§ **Written exercise**
Exactly repeat the material, dropping every picture from the copy.

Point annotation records
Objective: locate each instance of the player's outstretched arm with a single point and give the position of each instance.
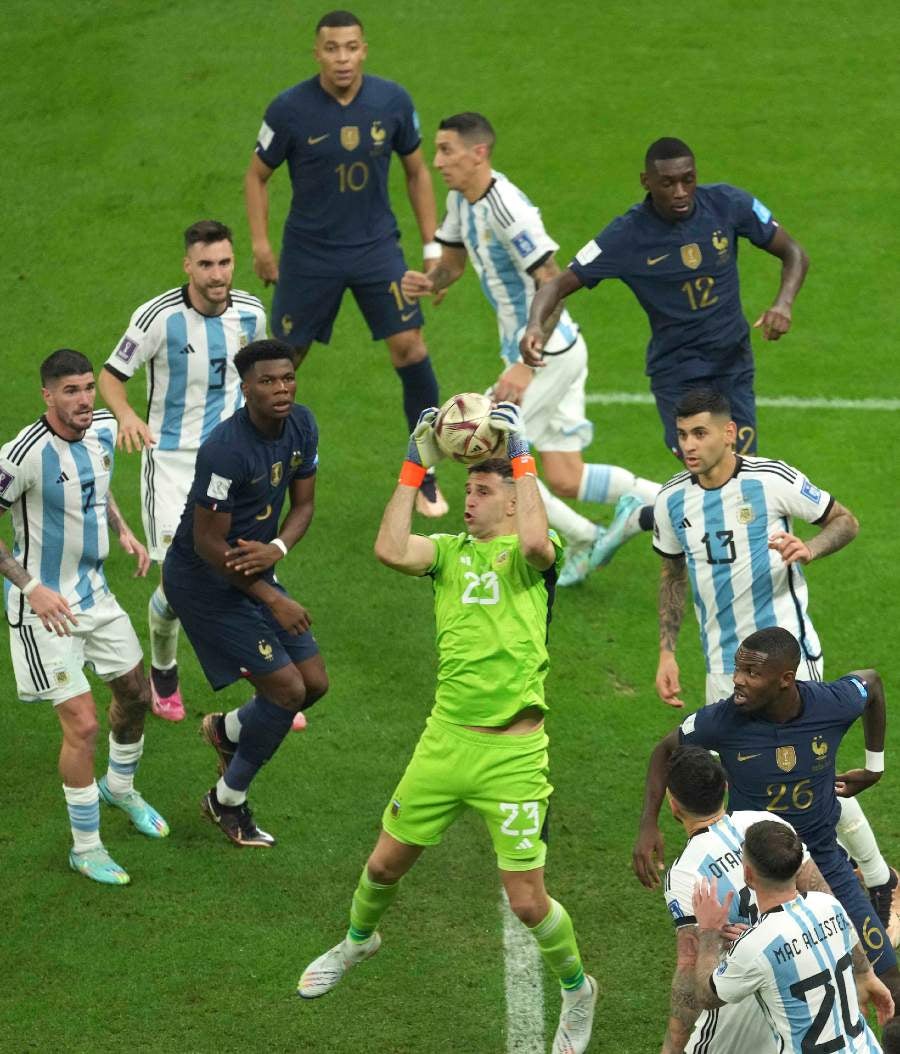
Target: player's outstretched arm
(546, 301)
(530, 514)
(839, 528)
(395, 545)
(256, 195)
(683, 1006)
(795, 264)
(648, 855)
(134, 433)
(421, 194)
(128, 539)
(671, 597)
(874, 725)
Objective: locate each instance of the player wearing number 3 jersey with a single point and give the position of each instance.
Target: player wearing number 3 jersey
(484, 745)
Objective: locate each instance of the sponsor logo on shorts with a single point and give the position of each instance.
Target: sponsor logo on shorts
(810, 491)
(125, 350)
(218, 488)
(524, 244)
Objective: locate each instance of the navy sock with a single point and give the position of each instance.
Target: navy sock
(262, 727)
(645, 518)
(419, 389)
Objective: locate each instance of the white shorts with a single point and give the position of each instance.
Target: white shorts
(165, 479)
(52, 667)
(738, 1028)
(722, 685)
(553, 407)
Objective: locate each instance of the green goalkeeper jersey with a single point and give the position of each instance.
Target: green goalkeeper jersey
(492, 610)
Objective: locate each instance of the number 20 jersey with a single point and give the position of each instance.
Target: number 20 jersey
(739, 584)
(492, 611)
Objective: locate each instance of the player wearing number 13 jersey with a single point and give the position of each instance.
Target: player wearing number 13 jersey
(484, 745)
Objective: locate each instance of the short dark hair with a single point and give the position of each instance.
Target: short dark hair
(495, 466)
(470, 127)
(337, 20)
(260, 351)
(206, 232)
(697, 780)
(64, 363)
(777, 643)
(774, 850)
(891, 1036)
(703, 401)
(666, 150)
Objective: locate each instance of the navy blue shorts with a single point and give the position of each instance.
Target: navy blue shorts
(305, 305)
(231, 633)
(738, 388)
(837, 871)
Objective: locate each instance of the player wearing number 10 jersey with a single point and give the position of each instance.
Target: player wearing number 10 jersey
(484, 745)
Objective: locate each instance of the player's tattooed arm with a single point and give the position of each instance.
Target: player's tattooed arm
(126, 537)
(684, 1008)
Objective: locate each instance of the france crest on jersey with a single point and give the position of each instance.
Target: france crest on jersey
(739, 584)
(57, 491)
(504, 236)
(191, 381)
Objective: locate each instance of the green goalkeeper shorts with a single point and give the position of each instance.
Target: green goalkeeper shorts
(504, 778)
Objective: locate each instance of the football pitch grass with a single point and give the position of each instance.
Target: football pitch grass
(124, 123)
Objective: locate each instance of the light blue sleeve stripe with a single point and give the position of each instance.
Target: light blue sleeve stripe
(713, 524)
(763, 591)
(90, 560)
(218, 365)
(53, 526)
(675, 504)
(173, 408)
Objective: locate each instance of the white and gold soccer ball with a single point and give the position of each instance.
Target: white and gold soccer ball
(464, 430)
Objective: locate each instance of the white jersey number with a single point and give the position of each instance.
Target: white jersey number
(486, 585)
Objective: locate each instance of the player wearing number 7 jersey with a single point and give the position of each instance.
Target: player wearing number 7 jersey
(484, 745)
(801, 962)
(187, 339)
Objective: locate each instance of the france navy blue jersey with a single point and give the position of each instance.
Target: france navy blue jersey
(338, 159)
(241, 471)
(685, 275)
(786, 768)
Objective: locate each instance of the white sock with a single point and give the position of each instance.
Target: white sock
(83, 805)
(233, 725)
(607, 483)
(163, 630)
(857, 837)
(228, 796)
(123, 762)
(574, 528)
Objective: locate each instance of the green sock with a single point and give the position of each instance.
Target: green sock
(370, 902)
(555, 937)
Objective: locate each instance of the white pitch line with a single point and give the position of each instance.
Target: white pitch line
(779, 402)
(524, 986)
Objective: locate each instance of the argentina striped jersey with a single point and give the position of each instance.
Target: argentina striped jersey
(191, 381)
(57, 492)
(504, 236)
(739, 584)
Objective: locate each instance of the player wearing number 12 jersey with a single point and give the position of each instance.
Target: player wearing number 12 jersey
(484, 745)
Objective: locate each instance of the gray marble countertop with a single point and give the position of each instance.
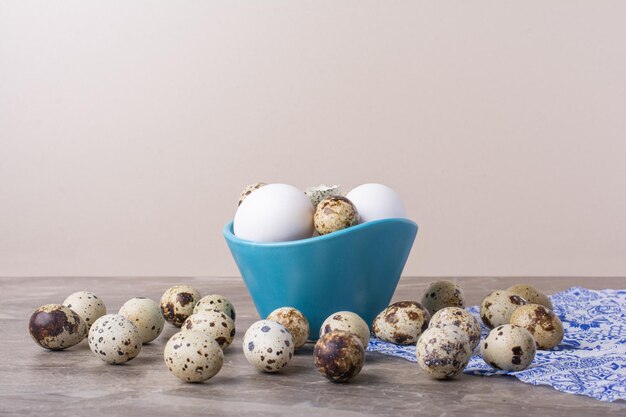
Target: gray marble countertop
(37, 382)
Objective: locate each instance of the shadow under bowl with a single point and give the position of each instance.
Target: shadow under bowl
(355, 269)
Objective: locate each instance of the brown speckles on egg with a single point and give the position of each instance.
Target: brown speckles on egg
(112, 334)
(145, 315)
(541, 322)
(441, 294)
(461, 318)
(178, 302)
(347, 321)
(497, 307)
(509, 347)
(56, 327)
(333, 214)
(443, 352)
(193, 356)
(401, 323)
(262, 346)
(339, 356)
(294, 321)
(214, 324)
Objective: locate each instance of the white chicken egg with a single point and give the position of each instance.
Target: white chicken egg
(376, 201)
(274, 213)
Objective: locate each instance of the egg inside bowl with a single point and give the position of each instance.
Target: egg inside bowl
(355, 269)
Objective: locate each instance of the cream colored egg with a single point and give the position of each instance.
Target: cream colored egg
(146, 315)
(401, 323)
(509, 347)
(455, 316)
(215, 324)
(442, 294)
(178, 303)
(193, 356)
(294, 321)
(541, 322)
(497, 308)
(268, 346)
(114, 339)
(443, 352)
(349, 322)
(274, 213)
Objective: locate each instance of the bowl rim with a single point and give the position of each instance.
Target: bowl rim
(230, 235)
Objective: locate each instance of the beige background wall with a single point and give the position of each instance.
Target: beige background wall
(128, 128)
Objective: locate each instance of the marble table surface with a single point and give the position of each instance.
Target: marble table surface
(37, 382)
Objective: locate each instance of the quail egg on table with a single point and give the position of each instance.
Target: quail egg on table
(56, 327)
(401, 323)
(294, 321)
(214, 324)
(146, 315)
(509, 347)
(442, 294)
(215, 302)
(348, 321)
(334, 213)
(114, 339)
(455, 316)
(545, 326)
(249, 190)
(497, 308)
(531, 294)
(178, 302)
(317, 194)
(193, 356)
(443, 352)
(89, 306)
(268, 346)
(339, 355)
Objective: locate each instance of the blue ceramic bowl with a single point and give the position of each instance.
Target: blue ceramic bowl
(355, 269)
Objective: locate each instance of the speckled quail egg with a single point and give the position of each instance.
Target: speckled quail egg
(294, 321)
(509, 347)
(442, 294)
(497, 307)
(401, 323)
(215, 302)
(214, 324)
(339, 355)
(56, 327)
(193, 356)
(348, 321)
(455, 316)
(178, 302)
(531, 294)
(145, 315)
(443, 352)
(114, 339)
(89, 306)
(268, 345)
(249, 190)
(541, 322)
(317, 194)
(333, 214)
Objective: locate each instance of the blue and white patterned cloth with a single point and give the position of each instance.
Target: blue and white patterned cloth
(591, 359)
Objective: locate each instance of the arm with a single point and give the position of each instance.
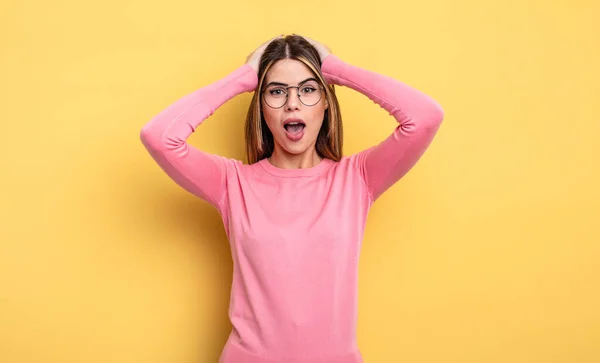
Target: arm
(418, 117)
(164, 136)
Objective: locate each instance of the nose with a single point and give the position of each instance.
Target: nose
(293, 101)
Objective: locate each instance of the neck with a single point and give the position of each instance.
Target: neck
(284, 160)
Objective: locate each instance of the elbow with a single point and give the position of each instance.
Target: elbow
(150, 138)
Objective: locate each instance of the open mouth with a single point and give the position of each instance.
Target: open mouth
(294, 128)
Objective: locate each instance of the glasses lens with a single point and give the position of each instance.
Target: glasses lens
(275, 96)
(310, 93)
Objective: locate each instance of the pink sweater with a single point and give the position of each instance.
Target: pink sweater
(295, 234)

§ **Correct response**
Objective: locate each instance of the player's outstretched arm with a single point and give the position of each instance.
Target: player's outstretched arm
(546, 301)
(530, 514)
(839, 528)
(395, 545)
(256, 195)
(683, 1006)
(795, 264)
(648, 855)
(134, 433)
(421, 194)
(128, 539)
(671, 597)
(874, 725)
Objective: locate each instance of the player wearing number 3 jersey with a single point and give the position of each instance.
Target: player wearing number 3 jersey
(484, 745)
Objective: locate each instance of the sponsor logo on shorts with a single point and give the position of each instance.
Target: sponsor logo on shorts
(810, 491)
(125, 350)
(218, 488)
(524, 244)
Objective: locate each instance of the navy sock with a single point and give the position of each instance.
Target: navy sock
(262, 727)
(645, 518)
(419, 389)
Objective: locate each instance of the white shorts with a single point and give the position of each instance.
Target: white shorts
(165, 479)
(52, 667)
(738, 1028)
(722, 685)
(553, 407)
Objective: locate each instance of the green goalkeeper jersey with a single point and give the position of each instance.
Target: green goalkeeper jersey
(492, 610)
Objective: locate each instance of the number 20 jersey with a single point and give the position of each instance.
Target: number 20 jersey
(739, 584)
(492, 611)
Objective: locate each instance of the player wearing number 13 jersey with a single point and give the position of each instance.
Target: player wearing number 13 jersey
(484, 745)
Objective: locate each instance of the short dark hair with a single point and give the position of each instance.
Target: short dark hair
(495, 466)
(470, 127)
(337, 20)
(260, 351)
(206, 232)
(697, 780)
(64, 363)
(777, 643)
(774, 850)
(891, 1036)
(703, 401)
(666, 150)
Objective: locate each instance of the navy blue shorts with a single point and give the position of each instance.
Target: navy blue shorts
(305, 305)
(231, 633)
(738, 388)
(837, 871)
Objective: locate each instance of the player wearing number 10 jersey with a single point and give the position of each instance.
Target: player wearing number 10 jersey
(484, 745)
Objective: locate each instance of the player's tattooed arm with a single point and give the position of each instance.
Target: player's tattooed arm
(126, 537)
(684, 1008)
Objective: locate each instance of the france crest on jersey with a single point and give the position of each instance.
Target: france crest on jersey
(739, 584)
(57, 491)
(504, 236)
(191, 381)
Objective: locate each instance of the green goalkeeper shorts with a single point and give the position of each instance.
Target: green goalkeeper shorts
(504, 778)
Objective: locate each instance of the football pitch grass with a single point and give the position of each instance.
Target: football pitch grass
(124, 123)
Objective: locate each instance of the light blue sleeve stripe with a single point and give the position of each instance.
Target: light blue sleeve stripe
(713, 524)
(763, 591)
(90, 560)
(218, 365)
(53, 526)
(675, 504)
(173, 408)
Objective: locate each instance of the white and gold soccer ball with a single point and give the position of each instance.
Target: white and gold soccer ball
(464, 430)
Objective: locate each instance of the white jersey number with a single point and give the position of each instance.
Target: white jersey number
(486, 585)
Objective: locate each instance of the player wearing number 7 jersey with a single point and give the position of each instance.
Target: player wearing number 7 jersey
(484, 745)
(801, 962)
(187, 339)
Objective: locate each instance of the france navy blue jersey with a single point and give the position of each instance.
Target: france navy blue jersey
(338, 159)
(241, 471)
(685, 275)
(786, 768)
Objective: locate each instance of the white sock with a single point and give the position of each instance.
Target: white sock
(83, 805)
(233, 725)
(607, 483)
(163, 630)
(857, 837)
(228, 796)
(123, 762)
(574, 528)
Objective: locate each instance of the green sock with a single point and give the position of each instance.
Target: green sock
(370, 902)
(555, 937)
Objective: locate each instance of the white pitch line with a single point and give the position of each instance.
Target: white pitch line
(779, 402)
(524, 986)
Objective: locate each instance of the argentina striped jersey with a single point and give the position of each instance.
Target: argentina striped jersey
(191, 381)
(57, 492)
(504, 236)
(739, 584)
Objective: locate each instance of the player wearing number 12 jersey with a single point and give the position of each instance.
Target: player wearing number 12 jersey
(484, 745)
Objective: locate each instance of the gray marble countertop with a single point and give the position of each instance.
Target: gray marble countertop
(37, 382)
Objective: locate each instance of the shadow under bowl with a single point and give the position of each instance.
Target: shadow under bowl
(355, 269)
Objective: locate each instance of the brown speckles on egg with a single point and give the position of each instance.
Target: brown speckles on egg
(112, 334)
(145, 315)
(541, 322)
(441, 294)
(461, 318)
(178, 302)
(347, 321)
(497, 307)
(509, 347)
(56, 327)
(333, 214)
(443, 352)
(193, 356)
(401, 323)
(262, 346)
(339, 356)
(294, 321)
(214, 324)
Objective: locate each instance of the white chicken egg with a single point and give the position of each instance.
Target: white chicken egg
(376, 201)
(274, 213)
Objective: locate each instance of the egg inside bowl with a single point and give the position of each instance.
Target: egg inside bowl
(355, 269)
Objective: locate each instance of the cream colored egg with a single point and give the position of each instance.
Target: cream colored egg
(146, 315)
(401, 323)
(509, 347)
(455, 316)
(215, 324)
(442, 294)
(178, 303)
(193, 356)
(294, 321)
(541, 322)
(497, 308)
(268, 346)
(114, 339)
(443, 352)
(349, 322)
(274, 213)
Objective: locate each instance of the bowl rim with a single point and give the position of each instance.
Target: bowl rim
(230, 235)
Objective: locate each instance of the beige background wall with a single point and give the position of each instance.
Target: beige background wall
(128, 128)
Objective: locate each instance of the marble table surface with a single point and give the position of each instance.
Target: marble table surface
(37, 382)
Objective: locate each instance of the quail egg on table with a single point and give the position of each instance.
Target: quail egg on table
(56, 327)
(401, 323)
(294, 321)
(214, 324)
(146, 315)
(509, 347)
(442, 294)
(215, 302)
(348, 321)
(334, 213)
(114, 339)
(455, 316)
(545, 326)
(249, 190)
(497, 308)
(531, 294)
(178, 302)
(317, 194)
(193, 356)
(443, 352)
(89, 306)
(268, 346)
(339, 355)
Objective: locate each instance of the blue ceramic bowl with a single point and give the position of each instance.
Target: blue ceramic bowl
(355, 269)
Objective: locate each instance of the speckled quail egg with a single point and give the position of each instance.
Target: speckled quail egg
(294, 321)
(509, 347)
(442, 294)
(497, 307)
(401, 323)
(215, 302)
(214, 324)
(339, 355)
(56, 327)
(193, 356)
(348, 321)
(455, 316)
(178, 302)
(531, 294)
(145, 315)
(443, 352)
(114, 339)
(89, 306)
(268, 345)
(249, 190)
(541, 322)
(317, 194)
(333, 214)
Objective: locate each instance of the blue and white patterned cloth with a single point and give the position of each instance.
Target: blue and white patterned cloth
(591, 359)
Objective: locate each instance of the arm with a single point and give the position of each instance.
Target: arm
(418, 117)
(164, 136)
Objective: locate each instance of the nose with a single point and give the position of each instance.
Target: nose
(293, 101)
Objective: locate each instance of the neck with a single point and give the position of each instance.
Target: neck
(284, 160)
Objective: locate each instance of the elbow with a single point and give the position of each instance.
Target: elbow
(150, 138)
Objective: locate each instance of the open mouth with a single point and give the position of each instance.
Target: open mouth
(294, 128)
Objective: locate each instance of the glasses lens with a single point and give the position of each instance.
Target: glasses lens
(275, 96)
(310, 93)
Objective: locate each instance of the pink sweater with a single point and give the position of each instance.
Target: pink sweater
(295, 234)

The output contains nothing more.